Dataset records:
· · · · · · ·
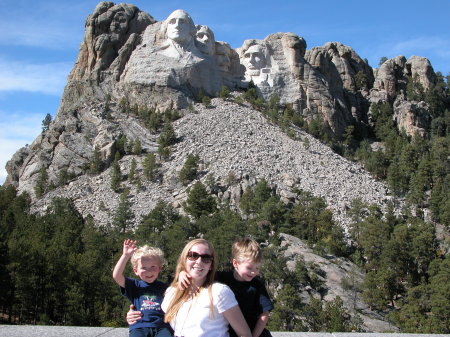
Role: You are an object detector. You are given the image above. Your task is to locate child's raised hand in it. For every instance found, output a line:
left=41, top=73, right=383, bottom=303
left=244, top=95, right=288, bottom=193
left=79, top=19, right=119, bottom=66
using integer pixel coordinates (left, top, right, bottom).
left=122, top=239, right=137, bottom=256
left=178, top=270, right=191, bottom=290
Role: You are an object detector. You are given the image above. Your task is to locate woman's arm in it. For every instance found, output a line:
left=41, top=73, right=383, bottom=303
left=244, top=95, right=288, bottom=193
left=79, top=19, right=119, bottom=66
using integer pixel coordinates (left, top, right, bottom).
left=223, top=305, right=252, bottom=337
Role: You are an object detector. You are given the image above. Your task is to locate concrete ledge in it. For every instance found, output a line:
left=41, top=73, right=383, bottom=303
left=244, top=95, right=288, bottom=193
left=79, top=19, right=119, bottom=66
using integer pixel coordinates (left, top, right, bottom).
left=0, top=325, right=450, bottom=337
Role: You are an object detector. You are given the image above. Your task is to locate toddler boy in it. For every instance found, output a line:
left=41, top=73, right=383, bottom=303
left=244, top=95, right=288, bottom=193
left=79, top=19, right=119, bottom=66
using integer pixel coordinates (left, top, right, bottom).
left=178, top=238, right=273, bottom=337
left=113, top=239, right=172, bottom=337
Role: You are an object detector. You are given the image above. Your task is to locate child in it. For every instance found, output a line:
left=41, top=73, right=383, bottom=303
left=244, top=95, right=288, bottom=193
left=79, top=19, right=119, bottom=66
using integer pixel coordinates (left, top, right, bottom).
left=113, top=239, right=172, bottom=337
left=178, top=238, right=273, bottom=337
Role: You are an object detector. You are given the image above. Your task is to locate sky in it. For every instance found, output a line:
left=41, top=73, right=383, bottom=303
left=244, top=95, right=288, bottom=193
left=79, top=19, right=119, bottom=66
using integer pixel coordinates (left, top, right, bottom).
left=0, top=0, right=450, bottom=184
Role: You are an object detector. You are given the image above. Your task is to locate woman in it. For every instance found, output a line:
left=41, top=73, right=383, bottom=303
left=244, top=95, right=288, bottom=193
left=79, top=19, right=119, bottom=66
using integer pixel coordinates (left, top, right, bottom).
left=127, top=239, right=252, bottom=337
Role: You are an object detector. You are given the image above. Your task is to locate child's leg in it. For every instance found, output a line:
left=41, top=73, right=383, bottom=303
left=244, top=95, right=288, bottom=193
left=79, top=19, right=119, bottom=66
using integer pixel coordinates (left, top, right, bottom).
left=129, top=328, right=147, bottom=337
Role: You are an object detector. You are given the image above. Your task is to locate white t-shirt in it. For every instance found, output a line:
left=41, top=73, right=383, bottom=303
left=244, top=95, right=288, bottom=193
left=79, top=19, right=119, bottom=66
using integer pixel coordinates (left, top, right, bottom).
left=161, top=283, right=238, bottom=337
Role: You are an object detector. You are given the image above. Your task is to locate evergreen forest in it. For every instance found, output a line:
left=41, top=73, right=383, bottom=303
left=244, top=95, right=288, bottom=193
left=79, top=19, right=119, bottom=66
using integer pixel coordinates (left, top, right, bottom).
left=0, top=68, right=450, bottom=333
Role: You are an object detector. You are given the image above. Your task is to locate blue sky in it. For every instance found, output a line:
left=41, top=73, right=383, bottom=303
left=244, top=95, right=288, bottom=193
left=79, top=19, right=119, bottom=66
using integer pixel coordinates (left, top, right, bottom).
left=0, top=0, right=450, bottom=183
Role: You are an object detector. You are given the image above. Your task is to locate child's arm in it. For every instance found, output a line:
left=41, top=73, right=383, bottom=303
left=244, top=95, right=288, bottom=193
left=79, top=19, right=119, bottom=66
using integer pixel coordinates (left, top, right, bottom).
left=178, top=270, right=191, bottom=290
left=252, top=311, right=269, bottom=337
left=113, top=239, right=137, bottom=288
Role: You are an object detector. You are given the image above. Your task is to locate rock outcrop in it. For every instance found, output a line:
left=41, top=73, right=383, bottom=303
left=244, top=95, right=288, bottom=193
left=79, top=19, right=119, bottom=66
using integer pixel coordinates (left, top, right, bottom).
left=281, top=234, right=396, bottom=332
left=6, top=2, right=442, bottom=330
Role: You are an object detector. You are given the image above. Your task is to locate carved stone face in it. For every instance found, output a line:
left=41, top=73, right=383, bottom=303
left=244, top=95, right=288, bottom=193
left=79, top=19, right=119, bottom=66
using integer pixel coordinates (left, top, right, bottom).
left=243, top=45, right=266, bottom=75
left=167, top=10, right=192, bottom=44
left=196, top=26, right=215, bottom=55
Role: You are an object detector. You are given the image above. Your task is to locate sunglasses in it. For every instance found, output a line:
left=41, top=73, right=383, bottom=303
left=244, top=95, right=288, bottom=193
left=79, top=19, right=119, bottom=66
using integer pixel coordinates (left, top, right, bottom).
left=188, top=252, right=213, bottom=263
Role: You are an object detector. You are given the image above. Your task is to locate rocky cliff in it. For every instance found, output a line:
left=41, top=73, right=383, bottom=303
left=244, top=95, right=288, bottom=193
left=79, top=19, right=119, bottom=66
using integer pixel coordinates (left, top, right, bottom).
left=6, top=2, right=442, bottom=330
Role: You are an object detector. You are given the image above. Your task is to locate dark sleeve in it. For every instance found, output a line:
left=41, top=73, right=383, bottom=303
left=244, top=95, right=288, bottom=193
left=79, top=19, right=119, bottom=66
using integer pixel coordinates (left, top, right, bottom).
left=255, top=278, right=273, bottom=312
left=120, top=277, right=137, bottom=303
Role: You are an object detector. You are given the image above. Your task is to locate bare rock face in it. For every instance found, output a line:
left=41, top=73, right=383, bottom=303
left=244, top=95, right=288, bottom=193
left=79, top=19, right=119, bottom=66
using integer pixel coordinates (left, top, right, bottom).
left=394, top=99, right=432, bottom=137
left=69, top=1, right=156, bottom=82
left=305, top=42, right=374, bottom=125
left=370, top=56, right=436, bottom=136
left=280, top=234, right=397, bottom=332
left=237, top=33, right=353, bottom=137
left=370, top=56, right=407, bottom=102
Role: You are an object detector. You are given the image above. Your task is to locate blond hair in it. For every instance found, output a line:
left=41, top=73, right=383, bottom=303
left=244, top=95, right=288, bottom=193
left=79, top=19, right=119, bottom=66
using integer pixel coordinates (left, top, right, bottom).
left=164, top=239, right=216, bottom=322
left=231, top=238, right=262, bottom=263
left=131, top=245, right=167, bottom=268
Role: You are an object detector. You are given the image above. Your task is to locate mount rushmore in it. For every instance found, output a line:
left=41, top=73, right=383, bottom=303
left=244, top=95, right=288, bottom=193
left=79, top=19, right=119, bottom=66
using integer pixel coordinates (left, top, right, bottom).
left=6, top=2, right=436, bottom=228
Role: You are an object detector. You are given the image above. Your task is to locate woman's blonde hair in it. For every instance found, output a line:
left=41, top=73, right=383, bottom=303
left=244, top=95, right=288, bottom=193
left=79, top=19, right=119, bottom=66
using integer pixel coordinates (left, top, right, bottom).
left=164, top=239, right=216, bottom=322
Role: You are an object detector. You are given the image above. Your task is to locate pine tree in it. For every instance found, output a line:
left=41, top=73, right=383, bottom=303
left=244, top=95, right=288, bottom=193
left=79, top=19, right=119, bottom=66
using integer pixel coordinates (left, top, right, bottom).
left=132, top=138, right=142, bottom=155
left=143, top=153, right=157, bottom=180
left=34, top=167, right=49, bottom=198
left=110, top=160, right=122, bottom=192
left=42, top=114, right=52, bottom=132
left=178, top=153, right=200, bottom=186
left=128, top=158, right=137, bottom=182
left=184, top=181, right=216, bottom=219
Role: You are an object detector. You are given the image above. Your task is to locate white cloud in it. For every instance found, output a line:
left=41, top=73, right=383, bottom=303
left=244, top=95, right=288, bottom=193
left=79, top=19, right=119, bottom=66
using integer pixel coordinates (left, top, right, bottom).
left=0, top=59, right=72, bottom=96
left=0, top=0, right=88, bottom=50
left=0, top=111, right=43, bottom=184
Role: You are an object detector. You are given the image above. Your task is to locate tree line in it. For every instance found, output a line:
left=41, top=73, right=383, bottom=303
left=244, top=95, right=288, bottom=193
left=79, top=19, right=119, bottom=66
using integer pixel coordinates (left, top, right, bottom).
left=0, top=178, right=450, bottom=333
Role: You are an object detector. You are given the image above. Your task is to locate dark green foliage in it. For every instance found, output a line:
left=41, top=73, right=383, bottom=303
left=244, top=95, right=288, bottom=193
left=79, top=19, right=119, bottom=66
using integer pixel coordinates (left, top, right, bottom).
left=178, top=153, right=200, bottom=186
left=132, top=138, right=142, bottom=155
left=406, top=73, right=425, bottom=101
left=0, top=192, right=124, bottom=326
left=136, top=200, right=192, bottom=279
left=355, top=71, right=369, bottom=90
left=378, top=56, right=388, bottom=66
left=89, top=146, right=103, bottom=174
left=391, top=256, right=450, bottom=334
left=158, top=121, right=177, bottom=160
left=202, top=95, right=211, bottom=108
left=217, top=85, right=230, bottom=99
left=42, top=114, right=52, bottom=132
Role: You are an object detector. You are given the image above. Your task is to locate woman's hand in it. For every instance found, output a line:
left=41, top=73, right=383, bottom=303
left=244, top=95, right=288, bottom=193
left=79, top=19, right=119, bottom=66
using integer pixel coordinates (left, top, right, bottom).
left=178, top=270, right=192, bottom=291
left=127, top=304, right=142, bottom=325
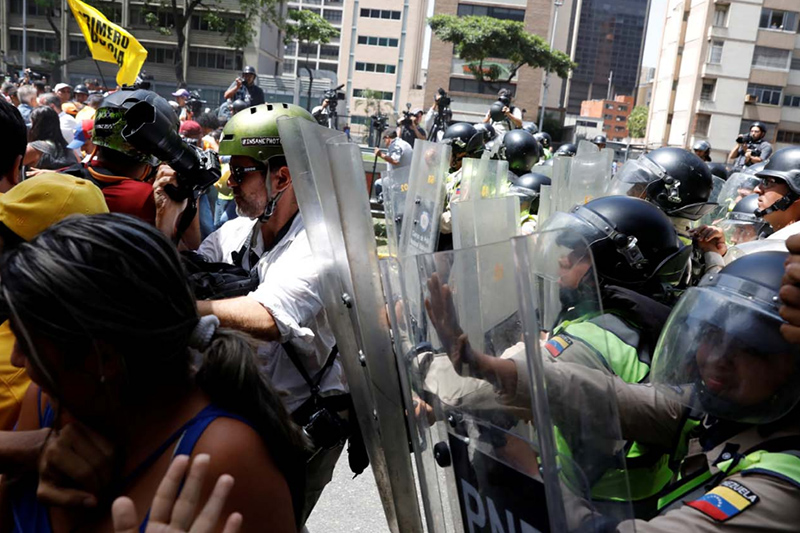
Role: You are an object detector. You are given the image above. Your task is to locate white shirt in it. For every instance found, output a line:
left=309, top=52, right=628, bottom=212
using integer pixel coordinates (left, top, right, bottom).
left=198, top=214, right=348, bottom=412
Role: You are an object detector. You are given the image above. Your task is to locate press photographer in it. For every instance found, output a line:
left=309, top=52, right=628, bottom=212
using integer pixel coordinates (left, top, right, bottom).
left=728, top=122, right=772, bottom=172
left=397, top=104, right=427, bottom=148
left=311, top=84, right=344, bottom=129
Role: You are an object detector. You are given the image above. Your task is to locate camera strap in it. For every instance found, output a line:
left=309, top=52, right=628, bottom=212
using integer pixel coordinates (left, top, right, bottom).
left=281, top=342, right=339, bottom=402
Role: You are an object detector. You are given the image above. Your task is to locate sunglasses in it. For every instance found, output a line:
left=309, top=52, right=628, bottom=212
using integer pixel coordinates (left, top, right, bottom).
left=230, top=165, right=267, bottom=185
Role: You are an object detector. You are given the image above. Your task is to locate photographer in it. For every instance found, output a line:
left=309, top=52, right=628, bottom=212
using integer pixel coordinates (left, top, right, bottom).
left=397, top=108, right=427, bottom=148
left=728, top=122, right=772, bottom=172
left=224, top=65, right=264, bottom=107
left=483, top=89, right=522, bottom=137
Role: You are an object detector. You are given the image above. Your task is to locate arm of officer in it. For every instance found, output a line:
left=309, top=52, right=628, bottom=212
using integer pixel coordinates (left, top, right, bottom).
left=197, top=296, right=280, bottom=341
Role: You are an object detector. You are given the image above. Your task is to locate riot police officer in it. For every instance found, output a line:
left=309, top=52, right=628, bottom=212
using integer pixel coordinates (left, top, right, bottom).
left=508, top=172, right=551, bottom=235
left=500, top=130, right=541, bottom=176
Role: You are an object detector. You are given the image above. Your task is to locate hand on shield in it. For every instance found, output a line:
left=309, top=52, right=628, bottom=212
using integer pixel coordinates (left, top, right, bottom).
left=425, top=274, right=474, bottom=375
left=779, top=235, right=800, bottom=344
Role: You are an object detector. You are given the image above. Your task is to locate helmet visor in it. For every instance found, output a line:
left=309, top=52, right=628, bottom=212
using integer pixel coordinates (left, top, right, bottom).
left=651, top=284, right=800, bottom=424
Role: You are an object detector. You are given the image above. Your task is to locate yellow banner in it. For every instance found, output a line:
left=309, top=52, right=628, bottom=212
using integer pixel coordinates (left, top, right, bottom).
left=67, top=0, right=147, bottom=85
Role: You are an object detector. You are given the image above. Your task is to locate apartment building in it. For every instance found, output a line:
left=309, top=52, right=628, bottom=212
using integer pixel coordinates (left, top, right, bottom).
left=647, top=0, right=800, bottom=162
left=581, top=95, right=633, bottom=142
left=425, top=0, right=556, bottom=122
left=0, top=0, right=283, bottom=105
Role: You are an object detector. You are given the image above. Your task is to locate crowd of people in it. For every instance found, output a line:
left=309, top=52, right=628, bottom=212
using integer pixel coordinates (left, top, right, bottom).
left=0, top=67, right=800, bottom=533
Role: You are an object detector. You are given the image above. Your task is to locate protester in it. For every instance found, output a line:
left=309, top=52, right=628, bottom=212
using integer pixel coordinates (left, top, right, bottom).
left=5, top=214, right=305, bottom=533
left=23, top=107, right=78, bottom=170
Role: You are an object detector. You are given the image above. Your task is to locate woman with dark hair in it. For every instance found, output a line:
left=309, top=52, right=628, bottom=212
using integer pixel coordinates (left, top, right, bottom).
left=22, top=106, right=78, bottom=170
left=0, top=214, right=305, bottom=533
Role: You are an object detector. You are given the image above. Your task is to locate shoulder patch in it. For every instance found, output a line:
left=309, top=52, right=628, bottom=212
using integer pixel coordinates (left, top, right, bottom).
left=544, top=335, right=572, bottom=357
left=686, top=479, right=758, bottom=522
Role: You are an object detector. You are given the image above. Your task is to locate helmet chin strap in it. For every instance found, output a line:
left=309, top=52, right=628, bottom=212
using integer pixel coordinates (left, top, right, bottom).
left=258, top=189, right=286, bottom=222
left=754, top=191, right=800, bottom=218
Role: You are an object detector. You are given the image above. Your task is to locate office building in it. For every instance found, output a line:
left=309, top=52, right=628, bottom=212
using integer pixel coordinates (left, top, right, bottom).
left=647, top=0, right=800, bottom=162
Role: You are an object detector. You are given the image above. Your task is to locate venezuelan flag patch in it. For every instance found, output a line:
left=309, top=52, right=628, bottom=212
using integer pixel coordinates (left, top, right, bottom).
left=686, top=479, right=758, bottom=522
left=544, top=335, right=572, bottom=357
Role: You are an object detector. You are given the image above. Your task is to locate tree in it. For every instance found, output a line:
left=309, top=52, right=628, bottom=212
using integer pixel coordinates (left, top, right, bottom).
left=628, top=105, right=648, bottom=139
left=284, top=9, right=339, bottom=111
left=142, top=0, right=283, bottom=85
left=428, top=15, right=577, bottom=84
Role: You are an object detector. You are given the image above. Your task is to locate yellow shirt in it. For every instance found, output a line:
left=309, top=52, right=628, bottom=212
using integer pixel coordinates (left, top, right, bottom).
left=0, top=320, right=31, bottom=431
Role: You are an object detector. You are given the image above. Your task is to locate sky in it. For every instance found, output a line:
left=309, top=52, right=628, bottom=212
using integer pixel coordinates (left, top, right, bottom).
· · · · · · ·
Goal: Rewrite the lines of the records above from the line with "to locate pine" up to and including the line with "left=0, top=111, right=43, bottom=184", replacing "object detector" with "detection model" and keeping everything else the same.

Task solution:
Role: You are an detection model. You are given the image above. Your task is to locate pine tree in it. For every instance found, output a line:
left=41, top=73, right=383, bottom=303
left=244, top=95, right=288, bottom=193
left=79, top=19, right=119, bottom=66
using integer pixel coordinates (left, top, right, bottom).
left=132, top=138, right=142, bottom=155
left=143, top=153, right=157, bottom=180
left=34, top=167, right=49, bottom=198
left=110, top=160, right=122, bottom=192
left=42, top=114, right=52, bottom=132
left=178, top=153, right=200, bottom=186
left=128, top=158, right=137, bottom=182
left=184, top=181, right=216, bottom=219
Role: You are an detection model. You are given the image above. Your task is to locate white cloud in it. For every instance found, output a line:
left=41, top=73, right=383, bottom=303
left=244, top=95, right=288, bottom=193
left=79, top=19, right=119, bottom=66
using integer pixel coordinates (left, top, right, bottom).
left=0, top=59, right=72, bottom=96
left=0, top=0, right=88, bottom=50
left=0, top=111, right=43, bottom=184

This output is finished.